What is being asked
Could you copy out the lines below word for word, leaving out the pictures?

--------------------------------------------------

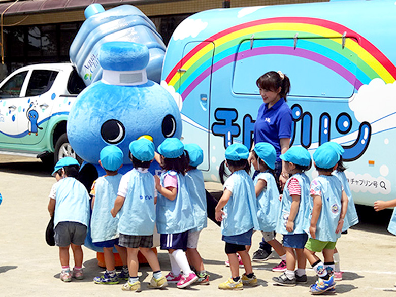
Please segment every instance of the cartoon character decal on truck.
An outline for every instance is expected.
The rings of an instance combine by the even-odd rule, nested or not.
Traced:
[[[183,21],[161,83],[183,102],[184,143],[203,145],[206,179],[218,181],[228,145],[250,147],[262,103],[256,80],[280,70],[291,83],[291,144],[311,152],[329,140],[342,144],[357,203],[390,193],[396,54],[394,30],[380,28],[395,11],[394,2],[342,1],[213,10]],[[381,20],[363,21],[376,11]]]

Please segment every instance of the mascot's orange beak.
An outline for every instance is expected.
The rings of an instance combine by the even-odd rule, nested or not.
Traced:
[[[153,142],[153,138],[151,137],[150,135],[142,135],[139,138],[138,138],[138,140],[140,139],[141,138],[145,138],[146,139],[148,139],[150,141]]]

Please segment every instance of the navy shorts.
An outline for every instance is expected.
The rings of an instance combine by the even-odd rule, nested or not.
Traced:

--------------------------------------------------

Task output
Please segment every instance of the cartoon character decal on truck.
An outline for every instance is expected.
The rings of an instance combine by the even-odd rule, nested or not.
Traced:
[[[183,21],[161,83],[183,102],[184,143],[203,145],[206,179],[218,181],[228,145],[250,147],[262,103],[256,80],[280,70],[291,83],[291,144],[311,152],[329,140],[342,144],[357,203],[390,193],[396,54],[394,30],[380,28],[395,11],[394,2],[342,1],[213,10]],[[381,20],[363,21],[376,11]]]

Please segment every instance of the mascot's orange beak.
An outline for every instance is expected.
The rings of an instance combine by the even-odd rule, nested or not.
Traced:
[[[153,142],[153,138],[151,137],[150,135],[142,135],[139,138],[138,138],[138,140],[140,139],[141,138],[145,138],[146,139],[148,139],[150,141]]]

Please segment every instance of the navy shorts.
An outline for every instance is expected.
The rings of an instance combine by the even-odd rule, nested or not.
Traced:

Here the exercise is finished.